WHAT YOU ARE ASKED TO DO
Retyping the data exactly is the task. Include every line.
= = = = = = =
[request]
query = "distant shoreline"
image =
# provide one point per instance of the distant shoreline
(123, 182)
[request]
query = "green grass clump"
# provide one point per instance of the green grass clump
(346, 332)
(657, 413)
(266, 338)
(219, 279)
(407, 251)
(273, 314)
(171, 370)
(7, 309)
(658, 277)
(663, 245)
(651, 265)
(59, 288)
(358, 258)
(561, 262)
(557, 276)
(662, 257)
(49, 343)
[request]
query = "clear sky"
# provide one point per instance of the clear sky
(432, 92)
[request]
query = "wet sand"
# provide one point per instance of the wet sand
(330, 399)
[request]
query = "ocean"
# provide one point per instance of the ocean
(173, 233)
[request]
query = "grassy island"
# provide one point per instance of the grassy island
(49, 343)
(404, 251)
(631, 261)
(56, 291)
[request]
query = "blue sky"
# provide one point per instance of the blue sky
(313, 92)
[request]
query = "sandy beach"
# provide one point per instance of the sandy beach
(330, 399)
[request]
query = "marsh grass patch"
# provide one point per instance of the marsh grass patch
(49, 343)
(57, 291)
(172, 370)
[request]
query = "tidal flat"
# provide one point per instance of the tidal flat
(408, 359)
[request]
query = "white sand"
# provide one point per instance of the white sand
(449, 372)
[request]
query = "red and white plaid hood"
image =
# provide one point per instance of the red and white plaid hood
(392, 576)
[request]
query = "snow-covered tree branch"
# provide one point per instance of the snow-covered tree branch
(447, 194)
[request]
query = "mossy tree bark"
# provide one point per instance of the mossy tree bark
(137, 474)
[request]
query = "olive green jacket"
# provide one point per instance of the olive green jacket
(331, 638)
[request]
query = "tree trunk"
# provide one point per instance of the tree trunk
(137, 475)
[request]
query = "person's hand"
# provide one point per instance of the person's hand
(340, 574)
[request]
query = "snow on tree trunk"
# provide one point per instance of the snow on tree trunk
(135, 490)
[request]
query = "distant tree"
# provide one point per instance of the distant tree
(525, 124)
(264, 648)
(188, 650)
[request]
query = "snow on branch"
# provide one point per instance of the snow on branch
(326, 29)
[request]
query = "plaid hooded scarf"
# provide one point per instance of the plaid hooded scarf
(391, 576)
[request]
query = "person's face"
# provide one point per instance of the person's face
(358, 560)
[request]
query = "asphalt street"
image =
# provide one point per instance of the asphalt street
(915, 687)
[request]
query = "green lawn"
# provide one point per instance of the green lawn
= = = = = = =
SOLUTION FOR THIS EXERCISE
[request]
query = "distant shoreline"
image =
# provide one point per instance of the distant shoreline
(123, 182)
[request]
query = "green grass clump"
# provide one point per instance of the green grass clump
(346, 332)
(657, 413)
(266, 338)
(219, 279)
(407, 251)
(273, 314)
(171, 370)
(7, 309)
(658, 277)
(663, 245)
(651, 265)
(59, 288)
(358, 258)
(561, 262)
(557, 276)
(662, 257)
(49, 343)
[request]
query = "clear sky"
# provide one point per instance of the clear sky
(432, 92)
[request]
query = "wet sand"
# provide one point per instance of the wet sand
(330, 399)
[request]
query = "ocean"
# provide one point per instance of the ocean
(173, 233)
[request]
query = "grassy island"
# provide one point per instance of the grassy island
(49, 343)
(404, 251)
(631, 261)
(56, 291)
[request]
query = "blue sky"
# provide one point per instance of the blue sky
(313, 92)
[request]
query = "sandy beach"
# provide one point per instance of the sandy beach
(330, 399)
[request]
query = "marsh grass patch"
# provide one point per instance of the marsh grass patch
(49, 343)
(57, 291)
(172, 370)
[request]
query = "tidal flat"
# provide one point per instance of the tidal flat
(408, 359)
[request]
query = "white sand"
# provide one point per instance of the white sand
(449, 372)
[request]
query = "red and white plaid hood"
image =
# provide one point per instance of the red and white plaid hood
(392, 576)
[request]
query = "snow-covered tree branch"
# provide one point per instance of the snow-covered tree branch
(447, 194)
[request]
query = "mossy tree bark"
# provide one point per instance of the mossy tree bark
(137, 474)
[request]
query = "olive green jacket"
# provide one point per instance of the olive green jacket
(331, 638)
[request]
query = "tree trunk"
# provide one point per instance of the tree trunk
(137, 475)
[request]
query = "person's hand"
# provide one point per instance of the person's hand
(340, 574)
[request]
query = "snow on tree trunk"
# provide one point per instance of the snow on tree trunk
(135, 490)
[request]
query = "distant tree"
# provide one point per instance of the distant tree
(525, 124)
(264, 648)
(188, 650)
[request]
query = "snow on branch"
# provide one point per instance of the snow on branch
(326, 29)
[request]
query = "plaid hooded scarf"
# provide one point per instance of the plaid hooded scarf
(391, 576)
[request]
query = "person's face"
# provide one point per instance of the person's face
(358, 560)
[request]
query = "asphalt street"
image =
# provide one point per instance of the asphalt street
(915, 687)
[request]
query = "green lawn"
# provide one point per instance of the green lawn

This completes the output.